She is able to walk very small distances, and although her walking range would increase with regular practice, Heffernan admits she’s accustomed to getting everywhere without any effort.
“I’m pretty lazy,” she concedes. “I could use more exercise. But so could everyone.”
Every year, she’s still invited back to the wheel chair sports camp, and she decided to name her hip-hop group after it without a hint of irony. Not only has the Denver group been featured in SPIN magazine, Wheelchair Sports Camp made a splash at South By Southwest, landing spots on the lists for top 25 hip-hop acts to catch and almost won the title for Most Offensive Band Name.
However — no pun intended — that’s how she rolls. She wants spinners on her wheelchair. Her lyrics are razor-sharp and take ownership of reality, always filled with a sense of humor and observance. Sage Francis wore a WSC shirt during his SXSW performance, and he remarked, in reference to the group getting busted in Texas with marijuana and graffiti paraphernalia, “I hope they don’t get into more trouble.”
Sometimes, disadvantages can be someone’s greatest asset. On top of an indestructible sense of lightness, Heffernan has no illusions about the advantageous role her disability has played in her career.
Heffernan says she now embraces her disability, a disadvantage she turned to her favor. She went backstage for the first time at Summer Jam as a preteen, somehow getting a hook-up from Ludacris. Since then, she has met her choice of rap stars, spitting a rhyme for Kanye, pining over Eminem and T-Boz, who is in one of her most admired groups, TLC.
“I was a born scam artist,” Heffernan admits. “They didn’t really question me because I was in a wheelchair.”

TASKS FOR THIS EXERCISE:
a – According to the profile of Heffernan, which city is her hip-hop group from?
b – Rewrite the part of the Heffernan profile starting at "Sometimes, disadvantages can" and ending at "in her career.", putting "strength" in place of "asset".
c – In the Heffernan profile, which people does the sentence beginning "Since then, she has met" name?
The material that follows has no connection to the profile of Heffernan.

ENTRIES PROVIDED:
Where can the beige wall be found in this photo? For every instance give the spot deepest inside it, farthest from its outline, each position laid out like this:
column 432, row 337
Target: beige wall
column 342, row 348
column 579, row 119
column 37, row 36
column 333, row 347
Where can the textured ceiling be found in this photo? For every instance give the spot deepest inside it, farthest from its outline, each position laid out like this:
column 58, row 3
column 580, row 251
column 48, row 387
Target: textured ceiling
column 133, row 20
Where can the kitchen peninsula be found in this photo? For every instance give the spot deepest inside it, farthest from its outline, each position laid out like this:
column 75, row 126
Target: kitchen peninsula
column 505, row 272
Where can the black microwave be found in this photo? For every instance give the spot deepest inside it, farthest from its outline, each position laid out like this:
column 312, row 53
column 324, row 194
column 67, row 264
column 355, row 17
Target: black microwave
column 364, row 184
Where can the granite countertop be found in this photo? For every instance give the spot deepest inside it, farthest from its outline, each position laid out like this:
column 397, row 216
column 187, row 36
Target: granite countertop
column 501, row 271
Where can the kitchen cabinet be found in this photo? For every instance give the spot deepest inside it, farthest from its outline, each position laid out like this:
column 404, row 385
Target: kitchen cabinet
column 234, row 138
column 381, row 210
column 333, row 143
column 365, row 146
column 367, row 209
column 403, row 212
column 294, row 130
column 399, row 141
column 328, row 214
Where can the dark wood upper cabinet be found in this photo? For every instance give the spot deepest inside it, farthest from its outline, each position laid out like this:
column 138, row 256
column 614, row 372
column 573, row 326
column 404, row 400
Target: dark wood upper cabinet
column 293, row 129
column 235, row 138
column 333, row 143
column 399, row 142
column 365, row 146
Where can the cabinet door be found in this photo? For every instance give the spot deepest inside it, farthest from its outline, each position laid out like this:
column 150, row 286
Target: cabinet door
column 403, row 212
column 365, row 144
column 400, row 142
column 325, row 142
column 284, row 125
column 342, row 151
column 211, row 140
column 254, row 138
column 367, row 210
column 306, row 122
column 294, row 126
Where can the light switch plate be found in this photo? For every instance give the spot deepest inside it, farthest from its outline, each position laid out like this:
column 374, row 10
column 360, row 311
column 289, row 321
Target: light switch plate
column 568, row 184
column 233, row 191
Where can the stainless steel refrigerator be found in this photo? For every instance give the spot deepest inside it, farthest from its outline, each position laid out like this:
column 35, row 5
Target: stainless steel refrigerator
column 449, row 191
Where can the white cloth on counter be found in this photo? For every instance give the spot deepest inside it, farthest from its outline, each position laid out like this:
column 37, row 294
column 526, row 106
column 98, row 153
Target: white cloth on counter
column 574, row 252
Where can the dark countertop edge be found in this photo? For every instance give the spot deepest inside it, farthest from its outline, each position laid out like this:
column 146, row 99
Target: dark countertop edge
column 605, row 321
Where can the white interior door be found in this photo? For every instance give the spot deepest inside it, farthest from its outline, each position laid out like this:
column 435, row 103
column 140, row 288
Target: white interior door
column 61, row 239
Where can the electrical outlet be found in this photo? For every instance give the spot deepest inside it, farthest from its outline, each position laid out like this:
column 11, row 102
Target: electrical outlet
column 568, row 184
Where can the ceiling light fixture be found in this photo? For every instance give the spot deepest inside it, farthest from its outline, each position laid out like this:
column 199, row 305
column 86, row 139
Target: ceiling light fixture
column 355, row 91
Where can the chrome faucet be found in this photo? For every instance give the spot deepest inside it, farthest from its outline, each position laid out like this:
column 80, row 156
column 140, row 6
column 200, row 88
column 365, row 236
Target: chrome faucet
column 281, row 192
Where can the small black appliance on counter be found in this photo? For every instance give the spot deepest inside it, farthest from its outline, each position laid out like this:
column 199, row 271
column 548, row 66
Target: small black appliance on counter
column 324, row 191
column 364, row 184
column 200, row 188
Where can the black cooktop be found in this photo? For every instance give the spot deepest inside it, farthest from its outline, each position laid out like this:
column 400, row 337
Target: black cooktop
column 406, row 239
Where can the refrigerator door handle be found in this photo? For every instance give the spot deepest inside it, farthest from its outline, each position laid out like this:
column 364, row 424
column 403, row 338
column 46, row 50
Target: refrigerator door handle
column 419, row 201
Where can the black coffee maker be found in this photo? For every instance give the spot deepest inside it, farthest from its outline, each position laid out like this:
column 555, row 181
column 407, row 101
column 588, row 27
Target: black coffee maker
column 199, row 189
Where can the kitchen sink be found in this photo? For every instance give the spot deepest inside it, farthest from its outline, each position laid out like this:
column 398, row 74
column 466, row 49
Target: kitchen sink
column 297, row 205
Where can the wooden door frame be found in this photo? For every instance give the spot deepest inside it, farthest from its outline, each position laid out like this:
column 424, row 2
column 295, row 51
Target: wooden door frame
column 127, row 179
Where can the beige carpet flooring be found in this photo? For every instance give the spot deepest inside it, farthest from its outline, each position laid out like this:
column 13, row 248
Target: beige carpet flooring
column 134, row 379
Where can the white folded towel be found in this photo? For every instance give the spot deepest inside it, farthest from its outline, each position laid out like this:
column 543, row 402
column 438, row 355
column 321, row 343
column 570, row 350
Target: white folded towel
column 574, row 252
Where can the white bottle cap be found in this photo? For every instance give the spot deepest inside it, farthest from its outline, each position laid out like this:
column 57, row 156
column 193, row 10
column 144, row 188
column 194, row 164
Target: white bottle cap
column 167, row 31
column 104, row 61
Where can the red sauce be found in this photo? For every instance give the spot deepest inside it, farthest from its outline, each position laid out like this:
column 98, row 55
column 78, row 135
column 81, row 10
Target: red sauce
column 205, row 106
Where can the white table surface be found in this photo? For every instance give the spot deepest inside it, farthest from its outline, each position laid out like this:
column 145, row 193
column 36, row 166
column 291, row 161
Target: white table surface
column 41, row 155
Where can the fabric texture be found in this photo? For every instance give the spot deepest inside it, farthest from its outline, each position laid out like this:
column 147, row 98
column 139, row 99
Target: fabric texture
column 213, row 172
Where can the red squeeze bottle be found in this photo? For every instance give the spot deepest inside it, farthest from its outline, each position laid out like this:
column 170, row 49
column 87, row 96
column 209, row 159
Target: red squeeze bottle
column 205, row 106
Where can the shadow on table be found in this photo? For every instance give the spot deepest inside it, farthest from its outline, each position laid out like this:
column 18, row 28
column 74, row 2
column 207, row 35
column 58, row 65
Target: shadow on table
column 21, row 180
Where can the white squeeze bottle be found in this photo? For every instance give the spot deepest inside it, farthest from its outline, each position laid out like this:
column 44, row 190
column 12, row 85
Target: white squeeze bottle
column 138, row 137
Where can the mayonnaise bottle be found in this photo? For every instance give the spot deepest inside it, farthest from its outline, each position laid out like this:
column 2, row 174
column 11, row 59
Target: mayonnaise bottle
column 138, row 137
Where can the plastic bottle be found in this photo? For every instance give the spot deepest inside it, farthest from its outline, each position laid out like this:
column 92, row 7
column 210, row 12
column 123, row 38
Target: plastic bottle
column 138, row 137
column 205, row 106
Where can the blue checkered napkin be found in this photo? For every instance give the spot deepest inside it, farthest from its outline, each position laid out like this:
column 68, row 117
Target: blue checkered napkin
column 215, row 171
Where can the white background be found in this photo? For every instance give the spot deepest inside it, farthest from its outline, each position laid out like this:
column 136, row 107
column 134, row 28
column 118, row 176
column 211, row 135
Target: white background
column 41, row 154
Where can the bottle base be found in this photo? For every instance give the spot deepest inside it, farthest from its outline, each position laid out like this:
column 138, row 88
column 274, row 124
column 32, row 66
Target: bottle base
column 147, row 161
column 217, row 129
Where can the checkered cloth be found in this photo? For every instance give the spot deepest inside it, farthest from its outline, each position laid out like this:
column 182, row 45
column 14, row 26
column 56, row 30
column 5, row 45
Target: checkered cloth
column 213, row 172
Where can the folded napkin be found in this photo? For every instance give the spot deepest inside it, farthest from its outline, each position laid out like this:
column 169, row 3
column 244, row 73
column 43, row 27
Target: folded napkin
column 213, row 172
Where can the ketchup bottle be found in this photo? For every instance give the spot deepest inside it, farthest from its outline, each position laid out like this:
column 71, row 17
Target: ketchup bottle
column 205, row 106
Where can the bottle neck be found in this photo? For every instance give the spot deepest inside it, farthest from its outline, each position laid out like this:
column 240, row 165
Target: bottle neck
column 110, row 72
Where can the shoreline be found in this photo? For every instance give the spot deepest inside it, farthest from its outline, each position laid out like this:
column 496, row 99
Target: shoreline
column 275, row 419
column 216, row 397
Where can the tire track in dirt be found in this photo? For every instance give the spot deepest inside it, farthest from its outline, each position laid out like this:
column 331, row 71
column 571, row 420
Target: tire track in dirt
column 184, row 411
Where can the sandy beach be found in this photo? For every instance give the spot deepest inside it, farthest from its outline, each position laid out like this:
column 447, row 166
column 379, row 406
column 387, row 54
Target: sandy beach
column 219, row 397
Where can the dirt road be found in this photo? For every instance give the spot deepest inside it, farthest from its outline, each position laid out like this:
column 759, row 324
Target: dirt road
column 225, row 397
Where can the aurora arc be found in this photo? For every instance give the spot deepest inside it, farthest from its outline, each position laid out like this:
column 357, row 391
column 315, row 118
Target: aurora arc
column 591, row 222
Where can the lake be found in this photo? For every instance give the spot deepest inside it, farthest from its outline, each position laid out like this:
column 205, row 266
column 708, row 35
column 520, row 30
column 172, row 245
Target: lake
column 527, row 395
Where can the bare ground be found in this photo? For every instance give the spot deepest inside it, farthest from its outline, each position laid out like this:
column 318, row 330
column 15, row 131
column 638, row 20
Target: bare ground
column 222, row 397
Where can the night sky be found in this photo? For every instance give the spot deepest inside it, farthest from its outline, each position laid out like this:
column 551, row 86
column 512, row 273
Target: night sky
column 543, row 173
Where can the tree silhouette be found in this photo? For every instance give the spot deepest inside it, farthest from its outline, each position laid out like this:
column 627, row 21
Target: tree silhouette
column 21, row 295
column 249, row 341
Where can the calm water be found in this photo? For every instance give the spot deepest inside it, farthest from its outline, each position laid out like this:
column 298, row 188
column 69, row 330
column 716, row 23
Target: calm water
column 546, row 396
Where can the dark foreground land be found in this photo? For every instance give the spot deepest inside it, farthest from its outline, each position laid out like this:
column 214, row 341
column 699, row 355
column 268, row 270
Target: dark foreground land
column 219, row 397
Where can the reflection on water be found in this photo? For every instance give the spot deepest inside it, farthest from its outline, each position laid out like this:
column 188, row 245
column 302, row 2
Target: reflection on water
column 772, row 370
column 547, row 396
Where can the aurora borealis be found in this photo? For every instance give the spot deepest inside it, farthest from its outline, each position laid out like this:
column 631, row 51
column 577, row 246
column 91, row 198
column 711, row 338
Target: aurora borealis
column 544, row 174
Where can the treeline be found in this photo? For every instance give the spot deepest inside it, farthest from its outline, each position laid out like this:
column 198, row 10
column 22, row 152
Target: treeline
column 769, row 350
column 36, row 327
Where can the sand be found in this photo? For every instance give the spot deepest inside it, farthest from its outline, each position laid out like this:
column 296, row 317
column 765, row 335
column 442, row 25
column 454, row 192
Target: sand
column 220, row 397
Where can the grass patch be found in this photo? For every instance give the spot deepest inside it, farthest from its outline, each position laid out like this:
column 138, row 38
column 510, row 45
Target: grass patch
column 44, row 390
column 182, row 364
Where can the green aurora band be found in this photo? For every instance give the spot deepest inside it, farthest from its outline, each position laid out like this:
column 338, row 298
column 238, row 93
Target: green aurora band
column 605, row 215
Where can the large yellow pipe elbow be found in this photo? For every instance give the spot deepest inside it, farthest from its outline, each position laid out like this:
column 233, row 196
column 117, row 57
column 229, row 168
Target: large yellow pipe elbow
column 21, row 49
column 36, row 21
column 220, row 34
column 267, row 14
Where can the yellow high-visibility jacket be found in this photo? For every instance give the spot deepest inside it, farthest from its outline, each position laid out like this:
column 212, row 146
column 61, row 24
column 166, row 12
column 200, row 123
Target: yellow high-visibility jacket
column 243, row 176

SOLUTIONS TO THE EXERCISE:
a – Denver

b –
Sometimes, disadvantages can be someone’s greatest strength. On top of an indestructible sense of lightness, Heffernan has no illusions about the advantageous role her disability has played in her career.

c – Kanye, Eminem, T-Boz